_EXTRACT TO READ_
====================

The old adage goes that you can’t win if you don’t play. Even rookies may get lucky during their first times at bat. Allie Jablon, 41, who avoided online dating because of its “impersonal” nature, was introduced to her husband within a week of signing with TDR.

“Having [a matchmaker] who gets to know you before you are introduced to men is much more productive and fulfilling in my opinion,” said the Hollywood resident. “Where online dating can feel like a job to some, dating should be a joy, not a job.”

‘The Great Jewish Love Debate’

“The women are on this side, and the men are on that side. No exceptions.” 

With those words, Brian Howie, author of “How to Find Love in 60 Seconds,” kicked off The Great Jewish Love Debate at Sinai Temple in Westwood on Oct. 27.

Howie, who is not Jewish, founded The Great Love Debate earlier this year after his book came out. It was a means of answering the question, “Why are we all single?” The first event took place in Santa Barbara, and the tour has been extended through 2015, covering more than 150 cities worldwide. 

“I’ve always liked the town hall-style discussion and debate,” Howie told the Journal.

Attendees were asked to dress to impress, or more specifically, to dress like they would on a first date. Women with blow-dried tresses wore stilettos and short skirts; men sported slicked-back hair, patent leather shoes and striped dress shirts.

====================

_DIRECTIONS_
**A)** Could you sum up the dating article in two sentences?
**B)** Can you repeat the stretch of the dating article from "The old adage" through "signing with TDR."?

====================

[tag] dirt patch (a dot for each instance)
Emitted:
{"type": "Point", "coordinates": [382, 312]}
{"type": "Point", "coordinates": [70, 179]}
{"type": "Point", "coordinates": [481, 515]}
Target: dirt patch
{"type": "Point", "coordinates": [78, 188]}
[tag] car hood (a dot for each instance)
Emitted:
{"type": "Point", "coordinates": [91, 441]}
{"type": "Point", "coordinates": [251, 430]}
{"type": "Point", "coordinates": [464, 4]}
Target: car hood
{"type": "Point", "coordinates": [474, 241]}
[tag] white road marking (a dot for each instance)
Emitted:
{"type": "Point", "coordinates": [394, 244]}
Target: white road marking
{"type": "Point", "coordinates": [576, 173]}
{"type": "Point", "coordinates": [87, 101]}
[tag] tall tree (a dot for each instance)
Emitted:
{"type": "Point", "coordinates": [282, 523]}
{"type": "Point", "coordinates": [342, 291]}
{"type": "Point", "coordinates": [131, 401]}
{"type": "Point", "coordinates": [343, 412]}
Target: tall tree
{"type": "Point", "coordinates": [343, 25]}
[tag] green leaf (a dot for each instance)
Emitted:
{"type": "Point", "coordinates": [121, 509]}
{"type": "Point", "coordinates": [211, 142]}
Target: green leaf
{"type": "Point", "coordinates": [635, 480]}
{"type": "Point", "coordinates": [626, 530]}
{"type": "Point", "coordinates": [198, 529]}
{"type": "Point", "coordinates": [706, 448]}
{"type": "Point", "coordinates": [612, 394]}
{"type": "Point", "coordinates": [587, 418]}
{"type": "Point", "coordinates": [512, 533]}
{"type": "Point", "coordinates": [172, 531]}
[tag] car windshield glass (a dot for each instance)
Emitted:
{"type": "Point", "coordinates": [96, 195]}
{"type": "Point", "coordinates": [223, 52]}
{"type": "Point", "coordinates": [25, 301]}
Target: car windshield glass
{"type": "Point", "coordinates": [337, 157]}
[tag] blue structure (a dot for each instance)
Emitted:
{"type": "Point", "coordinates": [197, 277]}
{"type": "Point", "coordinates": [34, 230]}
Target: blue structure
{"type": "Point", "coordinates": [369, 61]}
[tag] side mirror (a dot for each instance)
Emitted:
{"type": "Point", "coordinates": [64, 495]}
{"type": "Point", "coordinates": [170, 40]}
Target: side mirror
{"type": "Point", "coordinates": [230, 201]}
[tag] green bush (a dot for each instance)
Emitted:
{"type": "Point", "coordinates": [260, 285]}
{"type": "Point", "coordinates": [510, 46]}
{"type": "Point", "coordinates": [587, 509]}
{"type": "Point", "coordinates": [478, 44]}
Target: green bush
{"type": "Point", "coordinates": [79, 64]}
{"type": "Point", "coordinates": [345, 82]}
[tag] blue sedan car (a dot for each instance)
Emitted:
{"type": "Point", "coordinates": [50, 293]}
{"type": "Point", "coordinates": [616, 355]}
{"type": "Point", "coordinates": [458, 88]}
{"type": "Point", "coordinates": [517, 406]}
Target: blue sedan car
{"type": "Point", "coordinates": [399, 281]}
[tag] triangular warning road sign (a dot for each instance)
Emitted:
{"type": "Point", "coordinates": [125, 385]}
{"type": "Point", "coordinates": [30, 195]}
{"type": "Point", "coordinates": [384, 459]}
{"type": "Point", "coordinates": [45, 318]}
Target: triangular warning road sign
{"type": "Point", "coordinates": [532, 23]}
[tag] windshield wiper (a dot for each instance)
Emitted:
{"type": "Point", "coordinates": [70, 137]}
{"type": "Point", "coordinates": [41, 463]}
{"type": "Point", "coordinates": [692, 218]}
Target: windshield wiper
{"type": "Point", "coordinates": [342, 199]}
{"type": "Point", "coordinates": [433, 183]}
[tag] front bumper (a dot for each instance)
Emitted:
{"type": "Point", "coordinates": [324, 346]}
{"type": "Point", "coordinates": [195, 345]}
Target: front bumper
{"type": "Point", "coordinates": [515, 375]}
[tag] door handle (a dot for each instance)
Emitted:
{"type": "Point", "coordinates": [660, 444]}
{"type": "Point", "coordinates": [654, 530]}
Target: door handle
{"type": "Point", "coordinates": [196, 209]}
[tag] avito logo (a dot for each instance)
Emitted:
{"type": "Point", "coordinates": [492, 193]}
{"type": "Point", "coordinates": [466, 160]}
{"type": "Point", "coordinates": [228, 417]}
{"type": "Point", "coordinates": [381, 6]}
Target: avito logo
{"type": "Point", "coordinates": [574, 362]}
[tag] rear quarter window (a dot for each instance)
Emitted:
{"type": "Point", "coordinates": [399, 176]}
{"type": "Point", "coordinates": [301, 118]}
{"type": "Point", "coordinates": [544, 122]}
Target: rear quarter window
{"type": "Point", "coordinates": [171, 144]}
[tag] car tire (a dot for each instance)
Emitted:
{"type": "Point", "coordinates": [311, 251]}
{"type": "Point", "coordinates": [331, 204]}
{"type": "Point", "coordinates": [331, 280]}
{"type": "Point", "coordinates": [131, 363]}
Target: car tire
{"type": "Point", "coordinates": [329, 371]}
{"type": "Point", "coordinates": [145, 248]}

====================

_SOLVED PROBLEMS_
**A)** Allie Jablon, 41, avoided online dating because it felt impersonal, and she was introduced to her husband within a week of signing with TDR. Brian Howie, author of "How to Find Love in 60 Seconds," opened The Great Jewish Love Debate at Sinai Temple in Westwood on Oct. 27, part of a tour he founded after his book came out that has been extended through 2015 and covers more than 150 cities worldwide.

**B)**
The old adage goes that you can’t win if you don’t play. Even rookies may get lucky during their first times at bat. Allie Jablon, 41, who avoided online dating because of its “impersonal” nature, was introduced to her husband within a week of signing with TDR.